* _Entries taken from a collection_
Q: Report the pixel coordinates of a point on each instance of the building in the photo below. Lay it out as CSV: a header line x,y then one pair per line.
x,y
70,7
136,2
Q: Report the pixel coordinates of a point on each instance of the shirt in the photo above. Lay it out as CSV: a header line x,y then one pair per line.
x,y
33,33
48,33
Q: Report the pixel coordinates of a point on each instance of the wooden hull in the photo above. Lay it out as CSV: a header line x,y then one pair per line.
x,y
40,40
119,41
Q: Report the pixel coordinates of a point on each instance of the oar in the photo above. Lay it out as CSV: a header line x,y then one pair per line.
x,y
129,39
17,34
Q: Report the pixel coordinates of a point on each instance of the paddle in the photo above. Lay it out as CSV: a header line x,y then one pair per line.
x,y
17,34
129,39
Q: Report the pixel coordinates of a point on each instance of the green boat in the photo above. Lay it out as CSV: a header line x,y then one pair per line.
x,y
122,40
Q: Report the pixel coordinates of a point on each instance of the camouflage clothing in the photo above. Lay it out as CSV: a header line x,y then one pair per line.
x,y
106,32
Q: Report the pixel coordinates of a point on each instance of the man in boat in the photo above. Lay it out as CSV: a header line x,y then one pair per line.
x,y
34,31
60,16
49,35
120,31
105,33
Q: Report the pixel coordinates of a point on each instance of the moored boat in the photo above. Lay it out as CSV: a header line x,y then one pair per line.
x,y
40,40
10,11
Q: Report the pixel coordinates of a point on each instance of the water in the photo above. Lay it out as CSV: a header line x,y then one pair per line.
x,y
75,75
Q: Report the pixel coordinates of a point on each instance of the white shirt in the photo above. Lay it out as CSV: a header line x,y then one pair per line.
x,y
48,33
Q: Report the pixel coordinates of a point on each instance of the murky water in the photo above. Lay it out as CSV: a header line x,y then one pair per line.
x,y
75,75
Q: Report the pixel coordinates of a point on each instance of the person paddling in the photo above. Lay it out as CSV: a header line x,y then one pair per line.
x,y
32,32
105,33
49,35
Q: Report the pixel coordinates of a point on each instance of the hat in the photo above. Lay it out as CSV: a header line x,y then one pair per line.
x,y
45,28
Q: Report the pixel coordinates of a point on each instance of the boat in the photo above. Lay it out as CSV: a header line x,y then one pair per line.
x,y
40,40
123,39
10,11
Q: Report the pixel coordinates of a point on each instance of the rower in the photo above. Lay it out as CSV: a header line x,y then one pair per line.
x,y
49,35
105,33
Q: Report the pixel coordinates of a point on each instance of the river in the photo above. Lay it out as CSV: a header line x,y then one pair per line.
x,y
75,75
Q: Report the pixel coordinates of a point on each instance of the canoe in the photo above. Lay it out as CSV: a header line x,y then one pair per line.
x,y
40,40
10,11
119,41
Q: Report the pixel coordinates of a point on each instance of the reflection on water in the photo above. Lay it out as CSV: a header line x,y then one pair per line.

--

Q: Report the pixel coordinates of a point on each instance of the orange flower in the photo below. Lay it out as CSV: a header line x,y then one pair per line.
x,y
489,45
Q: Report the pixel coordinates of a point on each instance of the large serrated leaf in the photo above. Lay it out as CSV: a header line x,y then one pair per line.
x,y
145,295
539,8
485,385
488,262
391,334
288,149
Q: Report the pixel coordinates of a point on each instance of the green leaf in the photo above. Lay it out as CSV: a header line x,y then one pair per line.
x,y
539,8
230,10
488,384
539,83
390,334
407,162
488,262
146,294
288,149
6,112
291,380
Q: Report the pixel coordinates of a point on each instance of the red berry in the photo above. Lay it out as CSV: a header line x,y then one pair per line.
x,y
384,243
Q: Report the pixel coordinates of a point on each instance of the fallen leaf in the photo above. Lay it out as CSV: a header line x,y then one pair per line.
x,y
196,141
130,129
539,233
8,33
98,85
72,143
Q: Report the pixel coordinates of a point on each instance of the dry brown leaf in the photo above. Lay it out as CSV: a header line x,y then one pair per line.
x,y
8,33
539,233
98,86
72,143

==

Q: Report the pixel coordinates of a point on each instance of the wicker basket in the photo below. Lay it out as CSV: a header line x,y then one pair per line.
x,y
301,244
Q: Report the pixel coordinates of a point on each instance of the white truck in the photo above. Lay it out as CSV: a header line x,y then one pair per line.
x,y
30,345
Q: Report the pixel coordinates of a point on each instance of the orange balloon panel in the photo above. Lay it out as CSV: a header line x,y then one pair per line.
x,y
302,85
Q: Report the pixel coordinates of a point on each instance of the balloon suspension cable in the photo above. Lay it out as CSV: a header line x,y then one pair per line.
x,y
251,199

* _INSTRUCTIONS FOR THE TASK_
Give back exactly the lines above, from the line containing "of the rower" through the line containing "of the reflection", with both end lines and nothing more.

* _EXPECTED ANSWER_
Q: Report the pixel coordinates of a point on each instance of the rower in the photo above. Lay it out as CSV: a header line x,y then one pair per line.
x,y
49,35
105,33
Q: Report the pixel coordinates of a point on each instance of the river in the photo above. Lay it out as CSV: a header line x,y then one pair per line.
x,y
75,75
Q: Report the pixel coordinates of a point on each instance of the canoe in the photo above. Lay it out as CSV: a header line x,y then one pair per line.
x,y
40,40
10,11
119,41
Q: Report the pixel coordinates of a point on each instance of the reflection on water in the photo above. Lay it out as CSV: a header line x,y then one pair per line.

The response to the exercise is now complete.